>>>>

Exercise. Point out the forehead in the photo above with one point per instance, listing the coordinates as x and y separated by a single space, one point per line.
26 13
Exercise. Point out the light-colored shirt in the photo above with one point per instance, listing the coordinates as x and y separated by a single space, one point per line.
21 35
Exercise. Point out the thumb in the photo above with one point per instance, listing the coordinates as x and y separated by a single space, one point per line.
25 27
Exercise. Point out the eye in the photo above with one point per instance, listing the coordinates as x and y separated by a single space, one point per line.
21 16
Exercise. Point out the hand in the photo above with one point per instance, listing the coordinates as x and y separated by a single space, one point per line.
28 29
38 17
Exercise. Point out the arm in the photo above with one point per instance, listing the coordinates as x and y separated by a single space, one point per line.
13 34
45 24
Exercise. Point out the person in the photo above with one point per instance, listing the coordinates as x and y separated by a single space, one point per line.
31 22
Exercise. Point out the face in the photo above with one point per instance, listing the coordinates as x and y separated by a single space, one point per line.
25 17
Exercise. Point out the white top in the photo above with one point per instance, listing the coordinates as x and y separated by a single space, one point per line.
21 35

<<<<
>>>>

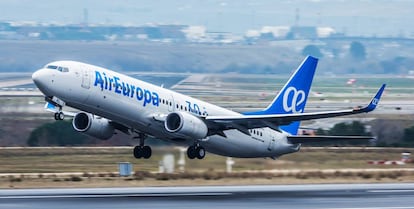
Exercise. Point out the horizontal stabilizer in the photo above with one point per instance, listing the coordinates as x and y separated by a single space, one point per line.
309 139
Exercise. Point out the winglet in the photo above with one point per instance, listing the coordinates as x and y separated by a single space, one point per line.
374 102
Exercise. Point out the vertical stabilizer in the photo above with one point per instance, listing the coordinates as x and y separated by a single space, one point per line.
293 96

<<<<

■ **Required task**: Count the lines in the entries above that contain the string "stabilizer", treating uppercase and lowercase letters as distinct. Reply with the number alone.

■ **Answer for the task**: 2